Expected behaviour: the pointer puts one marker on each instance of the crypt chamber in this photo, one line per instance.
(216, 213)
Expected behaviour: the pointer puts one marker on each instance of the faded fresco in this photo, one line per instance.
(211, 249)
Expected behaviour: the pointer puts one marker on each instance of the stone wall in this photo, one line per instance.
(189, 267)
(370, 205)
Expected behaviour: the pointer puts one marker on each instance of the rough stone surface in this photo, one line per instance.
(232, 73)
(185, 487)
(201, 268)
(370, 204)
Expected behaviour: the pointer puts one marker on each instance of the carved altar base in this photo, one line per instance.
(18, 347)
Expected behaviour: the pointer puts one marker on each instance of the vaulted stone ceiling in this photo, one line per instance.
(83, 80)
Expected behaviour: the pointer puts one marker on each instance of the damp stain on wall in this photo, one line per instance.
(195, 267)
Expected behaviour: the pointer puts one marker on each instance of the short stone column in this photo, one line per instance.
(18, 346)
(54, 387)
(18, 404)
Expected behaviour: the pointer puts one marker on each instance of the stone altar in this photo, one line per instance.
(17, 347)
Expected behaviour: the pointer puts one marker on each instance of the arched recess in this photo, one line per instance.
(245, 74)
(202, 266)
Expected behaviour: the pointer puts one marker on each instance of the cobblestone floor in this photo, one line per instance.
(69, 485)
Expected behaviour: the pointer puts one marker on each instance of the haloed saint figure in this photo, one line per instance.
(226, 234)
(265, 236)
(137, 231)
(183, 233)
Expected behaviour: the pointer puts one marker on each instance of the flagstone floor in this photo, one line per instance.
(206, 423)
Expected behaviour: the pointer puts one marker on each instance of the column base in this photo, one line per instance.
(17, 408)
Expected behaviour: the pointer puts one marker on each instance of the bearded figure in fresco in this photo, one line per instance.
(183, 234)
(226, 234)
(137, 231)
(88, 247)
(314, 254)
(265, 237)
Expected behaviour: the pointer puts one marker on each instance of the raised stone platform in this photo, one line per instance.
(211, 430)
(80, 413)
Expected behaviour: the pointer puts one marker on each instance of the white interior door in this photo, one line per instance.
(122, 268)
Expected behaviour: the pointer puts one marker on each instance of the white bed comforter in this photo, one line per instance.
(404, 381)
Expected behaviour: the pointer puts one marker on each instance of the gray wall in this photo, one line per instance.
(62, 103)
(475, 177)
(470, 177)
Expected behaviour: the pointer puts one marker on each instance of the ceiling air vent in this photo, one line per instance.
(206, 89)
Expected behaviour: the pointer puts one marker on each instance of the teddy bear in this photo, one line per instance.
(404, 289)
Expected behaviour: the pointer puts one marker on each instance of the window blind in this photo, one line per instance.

##########

- Exercise
Copy every one of the items above, line for line and without any changes.

- Solution for this task
Expected behaviour: the pointer puts one marker on each instance of the crypt chamber in this photo, one line per instance.
(216, 213)
Expected behaviour: the pointer puts one marker on each instance of the faded fresco in this photo, one line per instance.
(211, 249)
Expected behaviour: the pointer puts one marker on each instance of the stone wall in this photo, one line per instance.
(189, 267)
(370, 205)
Expected behaviour: the pointer puts one marker on each instance of the rough stone surface in this photo, one line per instance.
(232, 73)
(185, 487)
(201, 268)
(370, 204)
Expected behaviour: the pointer puts one marker on each instance of the carved altar base in this photo, one line per instance.
(18, 347)
Expected behaviour: the pointer puts one marker on each instance of the vaulted stone ceiling in this photo, one line per instance.
(83, 80)
Expected behaviour: the pointer puts one marker on each instance of the damp stain on wall in this photo, one line per instance.
(195, 267)
Expected behaviour: the pointer puts one marker on each instance of the short stone column in this photo, one line per instance.
(18, 346)
(54, 387)
(18, 404)
Expected behaviour: the pointer puts one marker on each instance of the stone altar in this photo, one line per instance.
(17, 347)
Expected behaviour: the pointer puts one marker on each instance of the arched recess in this photo, one line per instance.
(245, 74)
(202, 266)
Expected behaviour: the pointer puts one marker on each instance of the cobblestone floor in this photo, one line per instance.
(69, 485)
Expected behaviour: the pointer puts one marker on each instance of the haloed saint figure in this photo, one line per instance.
(226, 234)
(265, 236)
(137, 231)
(183, 233)
Expected behaviour: the pointer puts one marker on each instance of the flagstone floor in this photo, one line per instance.
(206, 423)
Expected behaviour: the pointer puts one marker on each instance of the column base in this photo, one line per instance.
(17, 408)
Expected behaviour: the pointer puts one marker on each instance of the bearded figure in fresco in this photo, one line per instance.
(183, 234)
(226, 234)
(137, 231)
(88, 247)
(314, 254)
(265, 237)
Expected behaviour: the pointer puts one marker on each instance of the raised stone platform in this photo, one line per instance.
(211, 430)
(80, 413)
Expected behaviour: the pointer puts one marker on each instance of the white interior door in this photo, one line per instance.
(122, 268)
Expected behaviour: the pointer puts one marker on each instance of the white bed comforter in this photo, one line per instance.
(404, 381)
Expected behaviour: the pointer puts one marker on each instance of the gray wall in this photo, one line per instance.
(62, 103)
(475, 177)
(470, 177)
Expected behaviour: the pointer puts one marker on each instance of the ceiling air vent in this photo, one line per instance.
(206, 89)
Expected behaviour: the pointer puts one marker on each instance of the teddy bear in this photo, one line per instance.
(404, 289)
Expected behaviour: the pointer puts one marker on each instance of the window blind in this photo, one line per instance.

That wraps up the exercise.